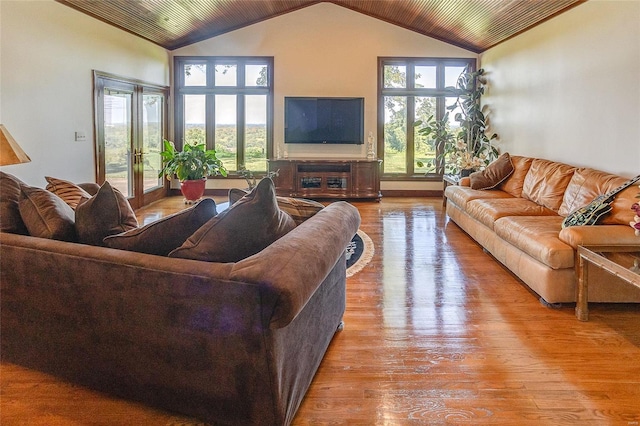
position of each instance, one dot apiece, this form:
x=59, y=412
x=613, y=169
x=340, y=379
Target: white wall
x=569, y=89
x=325, y=50
x=48, y=53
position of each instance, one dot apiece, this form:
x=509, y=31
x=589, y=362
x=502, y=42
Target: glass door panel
x=152, y=138
x=118, y=134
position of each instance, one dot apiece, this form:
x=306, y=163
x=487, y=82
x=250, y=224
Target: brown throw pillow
x=106, y=213
x=494, y=174
x=10, y=219
x=46, y=215
x=70, y=193
x=246, y=228
x=166, y=234
x=300, y=209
----
The result should be an exact retyped version of all the entries above, containing no pictures.

position of each instance, one dot apiece, this form:
x=59, y=412
x=613, y=169
x=340, y=379
Target: white wall
x=569, y=89
x=325, y=50
x=48, y=53
position of each instance, one dot apiece, this form:
x=509, y=31
x=589, y=362
x=502, y=42
Target: glass door panel
x=152, y=138
x=118, y=134
position of each instance, one dot apiece, this form:
x=306, y=163
x=487, y=82
x=250, y=224
Target: brown throw pillow
x=106, y=213
x=494, y=174
x=10, y=219
x=46, y=215
x=70, y=193
x=246, y=228
x=166, y=234
x=300, y=209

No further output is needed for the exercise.